PROBLEM TO SOLVE – Reproduce the following lines verbatim, without changing anything.

▽

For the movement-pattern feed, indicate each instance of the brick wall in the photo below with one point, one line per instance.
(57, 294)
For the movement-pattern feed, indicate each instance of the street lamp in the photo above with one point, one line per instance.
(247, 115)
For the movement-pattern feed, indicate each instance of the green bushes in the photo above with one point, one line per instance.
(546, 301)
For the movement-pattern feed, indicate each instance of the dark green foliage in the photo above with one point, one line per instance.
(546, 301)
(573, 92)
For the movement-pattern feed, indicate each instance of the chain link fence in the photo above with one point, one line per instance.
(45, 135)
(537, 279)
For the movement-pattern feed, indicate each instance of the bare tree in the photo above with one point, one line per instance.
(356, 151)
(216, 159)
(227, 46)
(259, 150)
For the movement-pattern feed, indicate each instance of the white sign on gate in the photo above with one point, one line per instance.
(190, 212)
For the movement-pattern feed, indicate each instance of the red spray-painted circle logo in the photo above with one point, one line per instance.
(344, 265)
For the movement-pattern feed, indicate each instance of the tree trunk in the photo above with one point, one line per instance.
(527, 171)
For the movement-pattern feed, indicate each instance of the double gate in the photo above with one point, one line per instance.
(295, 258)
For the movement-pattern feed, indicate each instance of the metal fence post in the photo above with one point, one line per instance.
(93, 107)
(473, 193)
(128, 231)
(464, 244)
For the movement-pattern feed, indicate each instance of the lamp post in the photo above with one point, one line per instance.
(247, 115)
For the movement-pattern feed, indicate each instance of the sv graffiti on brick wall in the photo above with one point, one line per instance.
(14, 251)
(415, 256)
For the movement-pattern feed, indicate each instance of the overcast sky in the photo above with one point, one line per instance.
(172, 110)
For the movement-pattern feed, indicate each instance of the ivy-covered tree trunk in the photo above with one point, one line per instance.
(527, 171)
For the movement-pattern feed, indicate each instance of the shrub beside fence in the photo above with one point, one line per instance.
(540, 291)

△

SOLUTION FOR THIS PROBLEM –
For the movement-pattern feed, indicate each instance of the brick wall in the photo below with one point, one line per instance.
(57, 294)
For the movement-pattern feed, indicate each instance of the street lamp in the photo above with one point, one line per instance.
(247, 115)
For the movement-pattern feed, indicate each instance of the green bushes in the photo above with one point, one line per instance.
(546, 301)
For the movement-pattern feed, indicate each instance of the dark green foliage in the photo above with one point, one line per instance.
(546, 301)
(573, 92)
For the movement-pattern feed, indicate each instance of the chain link fence in the photo above with one point, one line per instance.
(45, 135)
(537, 279)
For the movement-pattern feed, indicate each instance of the bare tree in the photo above with one point, one line per instance.
(356, 151)
(216, 159)
(227, 46)
(259, 150)
For the movement-pattern feed, indicate each instance of the white sign on gate in the photo above with one point, one line per instance.
(190, 212)
For the movement-pattern feed, indicate each instance of the red spray-painted circle logo in the photo above with one point, one line per instance.
(344, 265)
For the movement-pattern feed, indicate each instance of the tree trunk in the photo above with one point, one line per instance.
(527, 171)
For the movement-pattern feed, indicate each instance of the double gate in the photo above with one point, one line per instance.
(295, 258)
For the movement-pattern feed, indicate each instance of the metal fence post in the photo above with one point, one line per instance.
(93, 107)
(473, 193)
(128, 231)
(464, 244)
For the movement-pattern feed, indicate each instance of the lamp post in the photo above with one point, one line per instance.
(247, 115)
For the movement-pattern feed, indicate each instance of the sv graffiti on brick wall in the photo above with one point, one line per instance.
(14, 251)
(415, 256)
For the movement-pattern feed, indicate each instance of the overcast sky in the photo above with one point, one line per instance.
(172, 110)
For the movement-pattern feed, indicate each instance of the ivy-covered tree trunk in the photo above with one point, one line per instance.
(527, 171)
For the movement-pattern feed, indicate each instance of the shrub beside fence in the photo above with one point, one line per instance.
(540, 291)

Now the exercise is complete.